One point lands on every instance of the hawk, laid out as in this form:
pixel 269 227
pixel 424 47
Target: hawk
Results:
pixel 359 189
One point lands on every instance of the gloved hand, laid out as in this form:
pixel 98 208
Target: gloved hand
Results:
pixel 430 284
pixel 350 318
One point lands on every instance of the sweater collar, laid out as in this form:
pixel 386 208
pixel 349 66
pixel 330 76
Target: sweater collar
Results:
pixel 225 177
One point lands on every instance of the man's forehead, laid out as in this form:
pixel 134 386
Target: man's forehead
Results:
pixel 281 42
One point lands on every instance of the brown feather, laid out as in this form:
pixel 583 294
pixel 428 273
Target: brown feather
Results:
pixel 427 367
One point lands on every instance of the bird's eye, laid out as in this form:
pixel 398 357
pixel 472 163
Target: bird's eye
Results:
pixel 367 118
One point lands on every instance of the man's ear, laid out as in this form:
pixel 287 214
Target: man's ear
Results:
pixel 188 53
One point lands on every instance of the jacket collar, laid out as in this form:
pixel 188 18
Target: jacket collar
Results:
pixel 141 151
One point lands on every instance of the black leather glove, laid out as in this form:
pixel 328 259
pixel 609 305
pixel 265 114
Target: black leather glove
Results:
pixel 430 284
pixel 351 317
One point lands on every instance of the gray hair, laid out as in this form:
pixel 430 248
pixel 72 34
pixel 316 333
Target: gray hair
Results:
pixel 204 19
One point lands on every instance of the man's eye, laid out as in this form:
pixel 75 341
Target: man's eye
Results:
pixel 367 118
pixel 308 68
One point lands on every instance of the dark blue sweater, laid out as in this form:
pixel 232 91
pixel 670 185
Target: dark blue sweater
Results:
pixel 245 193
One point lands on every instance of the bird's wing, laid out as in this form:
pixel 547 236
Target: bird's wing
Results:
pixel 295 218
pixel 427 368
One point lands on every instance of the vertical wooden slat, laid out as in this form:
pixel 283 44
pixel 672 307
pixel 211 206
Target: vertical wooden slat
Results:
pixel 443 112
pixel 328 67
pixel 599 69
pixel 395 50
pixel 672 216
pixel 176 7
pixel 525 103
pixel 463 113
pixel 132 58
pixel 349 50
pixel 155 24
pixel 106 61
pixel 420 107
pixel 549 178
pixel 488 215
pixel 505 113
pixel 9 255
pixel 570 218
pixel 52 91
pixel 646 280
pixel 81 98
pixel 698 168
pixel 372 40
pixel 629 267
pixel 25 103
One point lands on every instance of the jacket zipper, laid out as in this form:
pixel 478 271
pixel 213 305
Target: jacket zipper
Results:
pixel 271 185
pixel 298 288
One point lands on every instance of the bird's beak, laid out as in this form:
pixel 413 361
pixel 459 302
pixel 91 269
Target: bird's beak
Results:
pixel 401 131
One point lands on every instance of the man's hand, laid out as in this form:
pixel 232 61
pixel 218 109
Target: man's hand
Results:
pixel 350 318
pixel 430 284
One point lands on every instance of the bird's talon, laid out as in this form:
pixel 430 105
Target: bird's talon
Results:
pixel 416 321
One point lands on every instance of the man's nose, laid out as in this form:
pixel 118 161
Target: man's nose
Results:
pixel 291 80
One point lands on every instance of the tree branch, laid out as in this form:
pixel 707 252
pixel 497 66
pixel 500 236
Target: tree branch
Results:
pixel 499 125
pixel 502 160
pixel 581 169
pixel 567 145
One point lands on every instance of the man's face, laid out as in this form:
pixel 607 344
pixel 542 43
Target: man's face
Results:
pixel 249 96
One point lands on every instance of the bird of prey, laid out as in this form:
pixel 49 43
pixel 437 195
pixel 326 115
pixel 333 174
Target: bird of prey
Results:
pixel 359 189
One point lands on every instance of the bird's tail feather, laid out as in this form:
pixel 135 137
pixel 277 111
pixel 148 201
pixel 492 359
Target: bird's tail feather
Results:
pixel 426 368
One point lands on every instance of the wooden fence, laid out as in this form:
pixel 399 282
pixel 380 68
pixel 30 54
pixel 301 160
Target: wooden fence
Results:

□ □ □ □ □ □ □

Tally the lines in the records above that contain the string "hair" and report only the tally.

ANSWER SPACE
2